▶ _Yapılacak İş_: Emmanuel Macron'un siyasi hayatını anlatan yazıya göre Macron hangi yıldan beri cumhurbaşkanlığı koltuğunda oturuyor?

▶ _Alıntı Metin_:

Özgür gazeteciliğe destek olun
Search
Close this search box.

Fransızlar’ın lider arayışı (5) – Emmanuel Macron: Avrupa’nın ortasında merkez sağ ve liberal siyasetin mücadelesi

Mehmet Yaşar Altundağ, Paris’ten bildiriyor.

Rusya’nın Ukrayna’yı işgali hem dünyada hem de Avrupa’daki tüm dengeleri değiştirdi. Avrupa’nın ikinci büyük ekonomisi, Avrupa Birliği’nin (AB) tek Birleşmiş Milletler Güvenlik Konseyi (BMGK) daimi üyesi ve 2022’nin ilk dönem Avrupa Konseyi Başkanı Fransa, hem kendisinin hem dünyanın geleceği açısından oldukça önemli bir seçime gidiyor. Ulusal Cephe’nin (Rassemblement National) lideri Marine Le Pen de cumhurbaşkanlığı seçimlerinde oylarını giderek artırmaya devam ediyor. Medyascope’un “Fransızlar’ın lider arayışı” serisinin beşinci bölümünde, 2017’den beri cumhurbaşkanlığı koltuğunda oturan Emmanuel Macron’un siyasî hayatını derledik.

▶ _Kayıt Alıntıları_:
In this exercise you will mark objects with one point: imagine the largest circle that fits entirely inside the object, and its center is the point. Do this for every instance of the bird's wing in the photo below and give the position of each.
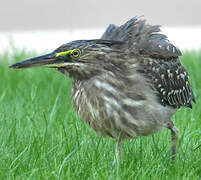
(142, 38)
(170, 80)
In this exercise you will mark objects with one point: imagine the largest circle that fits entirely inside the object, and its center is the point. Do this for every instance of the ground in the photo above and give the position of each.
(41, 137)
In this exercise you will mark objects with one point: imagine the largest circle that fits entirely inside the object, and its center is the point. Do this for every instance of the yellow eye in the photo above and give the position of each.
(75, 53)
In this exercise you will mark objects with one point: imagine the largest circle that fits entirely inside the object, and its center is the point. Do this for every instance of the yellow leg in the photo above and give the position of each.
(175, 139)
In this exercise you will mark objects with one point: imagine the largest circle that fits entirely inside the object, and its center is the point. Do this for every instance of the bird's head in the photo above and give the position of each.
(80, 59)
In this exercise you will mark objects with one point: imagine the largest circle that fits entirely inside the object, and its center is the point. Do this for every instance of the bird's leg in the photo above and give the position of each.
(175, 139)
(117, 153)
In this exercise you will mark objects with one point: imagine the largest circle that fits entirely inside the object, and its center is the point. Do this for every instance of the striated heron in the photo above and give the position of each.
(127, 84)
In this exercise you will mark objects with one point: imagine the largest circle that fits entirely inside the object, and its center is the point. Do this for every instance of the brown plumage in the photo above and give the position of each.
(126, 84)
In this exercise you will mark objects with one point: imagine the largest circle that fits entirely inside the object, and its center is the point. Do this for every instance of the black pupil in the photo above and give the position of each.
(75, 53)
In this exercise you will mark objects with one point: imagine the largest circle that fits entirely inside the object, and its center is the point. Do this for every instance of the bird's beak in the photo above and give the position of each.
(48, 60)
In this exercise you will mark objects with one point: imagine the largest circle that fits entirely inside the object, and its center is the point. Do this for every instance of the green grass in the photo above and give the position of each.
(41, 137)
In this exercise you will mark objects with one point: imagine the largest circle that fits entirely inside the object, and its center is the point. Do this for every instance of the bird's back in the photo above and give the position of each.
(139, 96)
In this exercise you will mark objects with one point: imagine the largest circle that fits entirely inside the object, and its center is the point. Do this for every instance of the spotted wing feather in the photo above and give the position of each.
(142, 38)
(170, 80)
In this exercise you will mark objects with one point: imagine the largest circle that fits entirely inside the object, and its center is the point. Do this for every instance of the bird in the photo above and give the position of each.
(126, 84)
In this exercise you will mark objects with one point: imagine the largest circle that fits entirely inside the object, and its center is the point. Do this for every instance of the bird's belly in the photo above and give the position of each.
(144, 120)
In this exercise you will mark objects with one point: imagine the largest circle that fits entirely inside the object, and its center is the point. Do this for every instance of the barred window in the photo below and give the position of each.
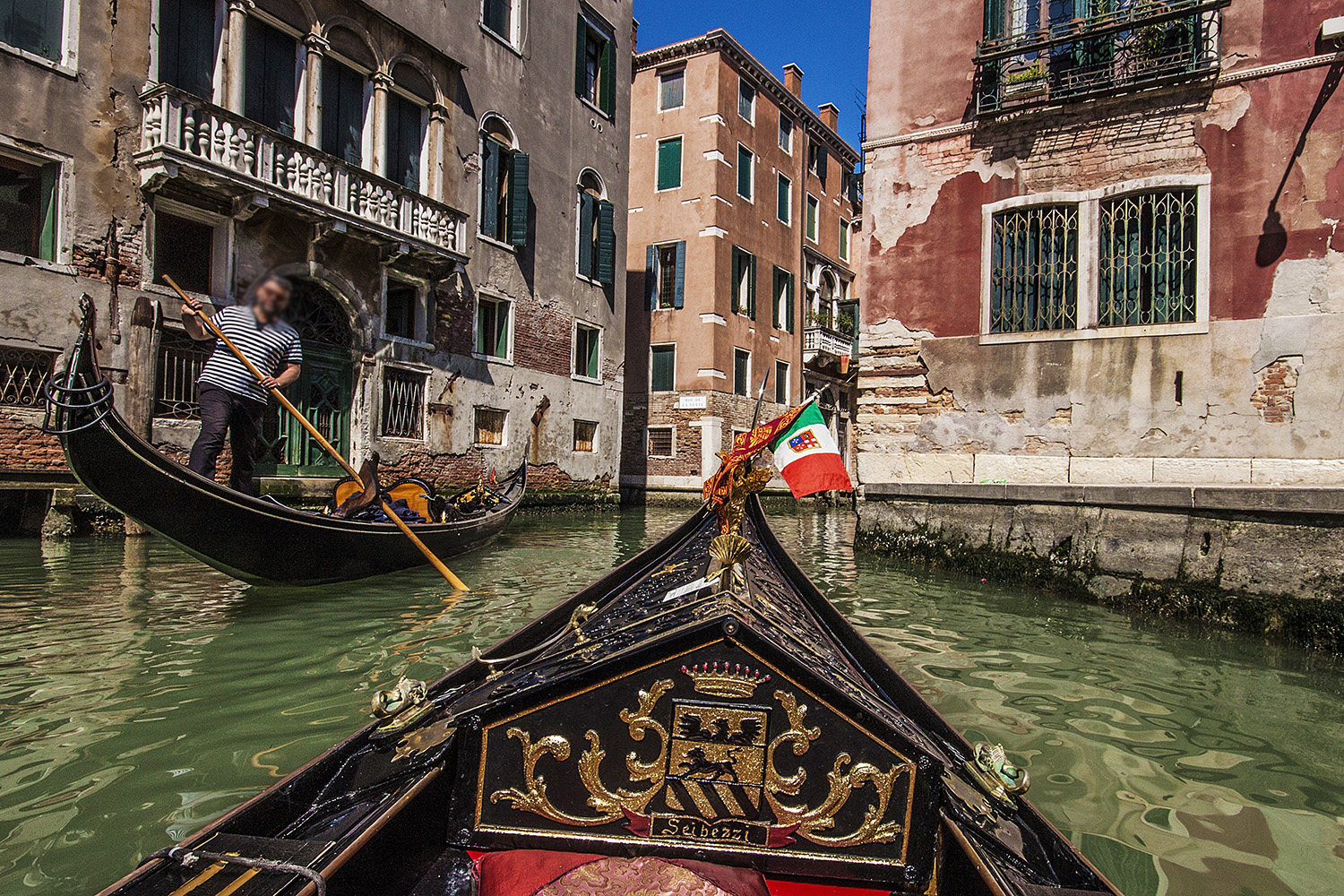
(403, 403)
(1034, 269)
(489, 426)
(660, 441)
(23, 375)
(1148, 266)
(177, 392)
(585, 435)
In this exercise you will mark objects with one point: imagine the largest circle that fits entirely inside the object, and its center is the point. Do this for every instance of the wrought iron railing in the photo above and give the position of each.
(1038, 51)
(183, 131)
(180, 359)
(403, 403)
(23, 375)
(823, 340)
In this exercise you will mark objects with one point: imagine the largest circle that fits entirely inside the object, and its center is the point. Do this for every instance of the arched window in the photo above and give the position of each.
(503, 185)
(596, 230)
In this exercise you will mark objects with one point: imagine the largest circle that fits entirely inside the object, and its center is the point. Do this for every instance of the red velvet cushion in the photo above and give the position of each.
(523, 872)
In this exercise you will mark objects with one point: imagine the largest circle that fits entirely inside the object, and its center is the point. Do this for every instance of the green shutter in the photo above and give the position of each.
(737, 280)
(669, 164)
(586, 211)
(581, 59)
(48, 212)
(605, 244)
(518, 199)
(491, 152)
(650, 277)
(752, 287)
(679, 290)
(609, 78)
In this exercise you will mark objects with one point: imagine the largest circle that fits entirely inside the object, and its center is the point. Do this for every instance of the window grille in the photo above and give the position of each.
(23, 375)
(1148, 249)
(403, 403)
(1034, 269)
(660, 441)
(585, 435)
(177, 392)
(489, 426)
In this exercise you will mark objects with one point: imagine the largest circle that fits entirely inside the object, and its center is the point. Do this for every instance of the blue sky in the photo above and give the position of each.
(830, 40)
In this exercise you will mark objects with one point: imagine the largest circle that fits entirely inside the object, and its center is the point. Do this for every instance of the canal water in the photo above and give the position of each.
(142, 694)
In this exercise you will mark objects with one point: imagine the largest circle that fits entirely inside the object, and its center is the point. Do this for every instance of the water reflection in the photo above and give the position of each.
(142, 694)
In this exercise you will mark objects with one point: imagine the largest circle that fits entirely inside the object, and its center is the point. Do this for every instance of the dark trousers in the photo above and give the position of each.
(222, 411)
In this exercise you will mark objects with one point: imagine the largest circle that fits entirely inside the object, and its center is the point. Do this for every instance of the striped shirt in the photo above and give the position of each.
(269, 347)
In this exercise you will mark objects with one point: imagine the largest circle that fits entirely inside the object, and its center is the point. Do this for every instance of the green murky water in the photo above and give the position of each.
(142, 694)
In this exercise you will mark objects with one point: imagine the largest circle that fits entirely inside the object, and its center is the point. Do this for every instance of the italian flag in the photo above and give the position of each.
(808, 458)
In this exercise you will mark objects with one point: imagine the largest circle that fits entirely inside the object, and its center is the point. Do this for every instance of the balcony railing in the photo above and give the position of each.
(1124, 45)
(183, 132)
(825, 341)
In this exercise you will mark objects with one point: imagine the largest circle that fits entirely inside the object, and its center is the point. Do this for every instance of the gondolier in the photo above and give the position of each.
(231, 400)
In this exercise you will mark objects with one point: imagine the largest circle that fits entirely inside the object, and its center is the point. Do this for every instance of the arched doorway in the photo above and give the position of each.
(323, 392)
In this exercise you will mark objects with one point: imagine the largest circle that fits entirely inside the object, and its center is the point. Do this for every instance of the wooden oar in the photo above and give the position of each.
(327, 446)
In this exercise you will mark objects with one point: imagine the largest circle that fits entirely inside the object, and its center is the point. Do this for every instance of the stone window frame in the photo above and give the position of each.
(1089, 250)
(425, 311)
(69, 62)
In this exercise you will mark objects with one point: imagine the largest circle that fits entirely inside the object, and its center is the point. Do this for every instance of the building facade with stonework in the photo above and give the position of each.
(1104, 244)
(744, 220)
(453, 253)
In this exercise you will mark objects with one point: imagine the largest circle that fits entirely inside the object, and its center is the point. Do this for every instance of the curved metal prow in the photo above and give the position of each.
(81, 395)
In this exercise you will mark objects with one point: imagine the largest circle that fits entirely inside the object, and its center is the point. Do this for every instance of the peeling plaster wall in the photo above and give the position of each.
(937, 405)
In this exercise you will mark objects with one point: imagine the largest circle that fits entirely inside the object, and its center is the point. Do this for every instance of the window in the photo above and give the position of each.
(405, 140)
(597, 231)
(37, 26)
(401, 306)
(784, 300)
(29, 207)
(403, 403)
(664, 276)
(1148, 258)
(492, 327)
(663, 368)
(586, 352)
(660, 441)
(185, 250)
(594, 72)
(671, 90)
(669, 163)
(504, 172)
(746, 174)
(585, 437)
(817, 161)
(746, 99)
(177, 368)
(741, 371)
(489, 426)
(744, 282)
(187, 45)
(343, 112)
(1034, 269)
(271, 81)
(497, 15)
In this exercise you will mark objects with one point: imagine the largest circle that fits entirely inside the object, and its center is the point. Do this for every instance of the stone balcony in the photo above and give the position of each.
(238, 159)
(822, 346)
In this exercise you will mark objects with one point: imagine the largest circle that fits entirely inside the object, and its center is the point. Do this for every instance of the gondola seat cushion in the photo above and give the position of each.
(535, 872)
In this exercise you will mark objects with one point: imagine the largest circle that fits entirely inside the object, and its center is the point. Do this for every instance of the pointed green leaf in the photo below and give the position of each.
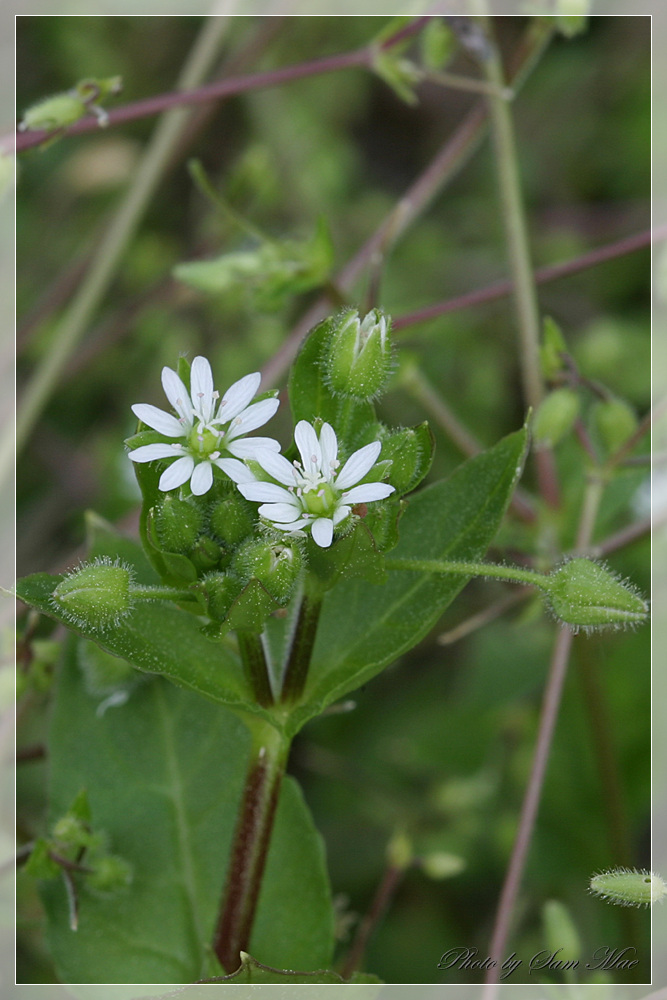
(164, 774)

▶ _Çıktı_: 2017'den beri.